-- Records to process --
=-=-=-=-=
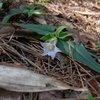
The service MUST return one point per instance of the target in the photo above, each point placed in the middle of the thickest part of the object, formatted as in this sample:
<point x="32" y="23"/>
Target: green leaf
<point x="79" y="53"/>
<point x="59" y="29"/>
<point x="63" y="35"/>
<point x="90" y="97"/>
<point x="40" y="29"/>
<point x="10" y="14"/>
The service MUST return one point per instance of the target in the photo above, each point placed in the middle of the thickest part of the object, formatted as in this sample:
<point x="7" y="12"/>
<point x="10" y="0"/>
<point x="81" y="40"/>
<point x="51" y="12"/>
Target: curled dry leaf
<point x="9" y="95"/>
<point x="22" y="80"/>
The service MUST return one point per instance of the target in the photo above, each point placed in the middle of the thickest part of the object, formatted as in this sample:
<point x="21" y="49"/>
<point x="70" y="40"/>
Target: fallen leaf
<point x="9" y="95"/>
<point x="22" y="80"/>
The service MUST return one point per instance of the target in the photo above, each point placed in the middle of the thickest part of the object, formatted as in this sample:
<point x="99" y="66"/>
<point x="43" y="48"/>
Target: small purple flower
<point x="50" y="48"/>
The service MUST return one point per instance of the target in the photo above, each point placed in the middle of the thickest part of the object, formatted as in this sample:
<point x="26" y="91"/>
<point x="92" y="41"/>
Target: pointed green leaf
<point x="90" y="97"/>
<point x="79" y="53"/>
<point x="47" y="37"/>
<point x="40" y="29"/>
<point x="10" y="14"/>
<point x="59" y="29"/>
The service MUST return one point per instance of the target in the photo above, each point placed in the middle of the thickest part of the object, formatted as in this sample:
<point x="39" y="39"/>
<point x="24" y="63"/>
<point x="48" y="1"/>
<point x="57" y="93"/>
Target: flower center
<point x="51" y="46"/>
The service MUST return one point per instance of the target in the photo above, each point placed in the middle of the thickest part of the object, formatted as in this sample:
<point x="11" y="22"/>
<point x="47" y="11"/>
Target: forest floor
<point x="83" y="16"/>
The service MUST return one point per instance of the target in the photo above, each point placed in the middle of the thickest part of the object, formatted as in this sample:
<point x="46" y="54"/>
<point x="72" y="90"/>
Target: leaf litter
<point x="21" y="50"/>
=-=-=-=-=
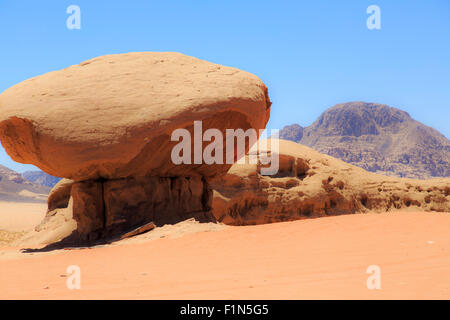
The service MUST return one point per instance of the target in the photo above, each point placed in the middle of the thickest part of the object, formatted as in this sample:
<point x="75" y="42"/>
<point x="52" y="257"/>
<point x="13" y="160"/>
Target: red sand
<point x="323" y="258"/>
=-=-=-=-=
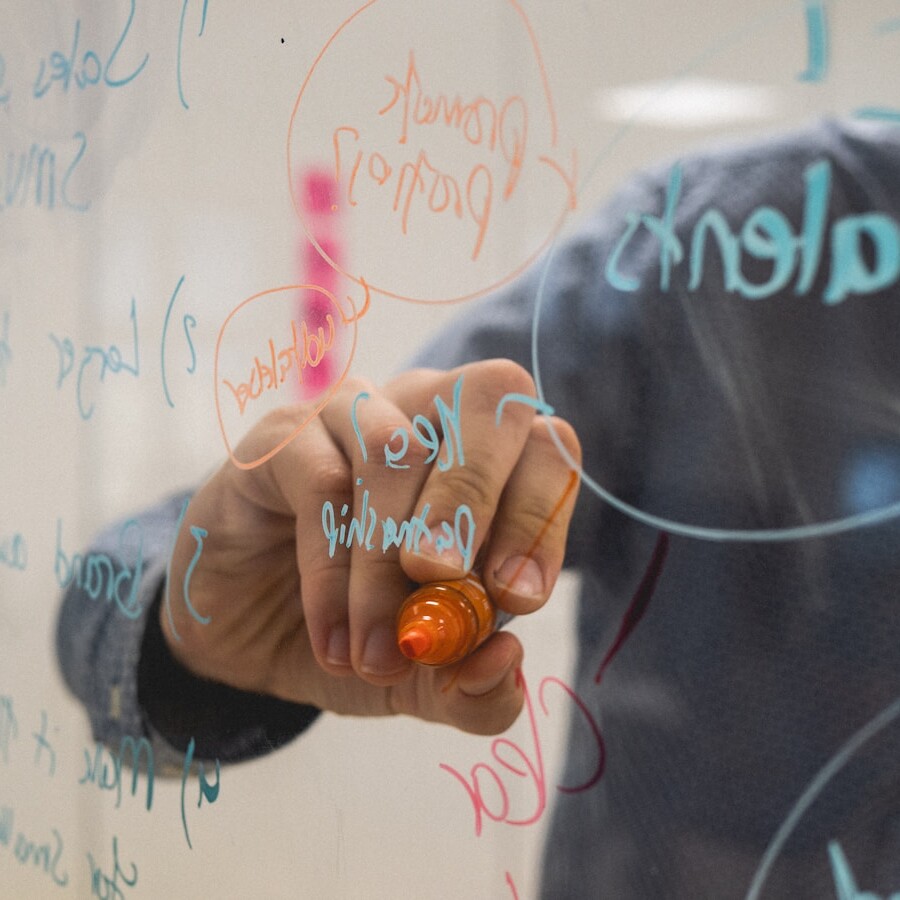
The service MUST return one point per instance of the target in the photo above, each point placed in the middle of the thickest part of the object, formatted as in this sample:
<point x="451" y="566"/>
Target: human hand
=-=-=-=-=
Pull out each line in the records above that contains the word "flower".

Target: small purple flower
Target: flower center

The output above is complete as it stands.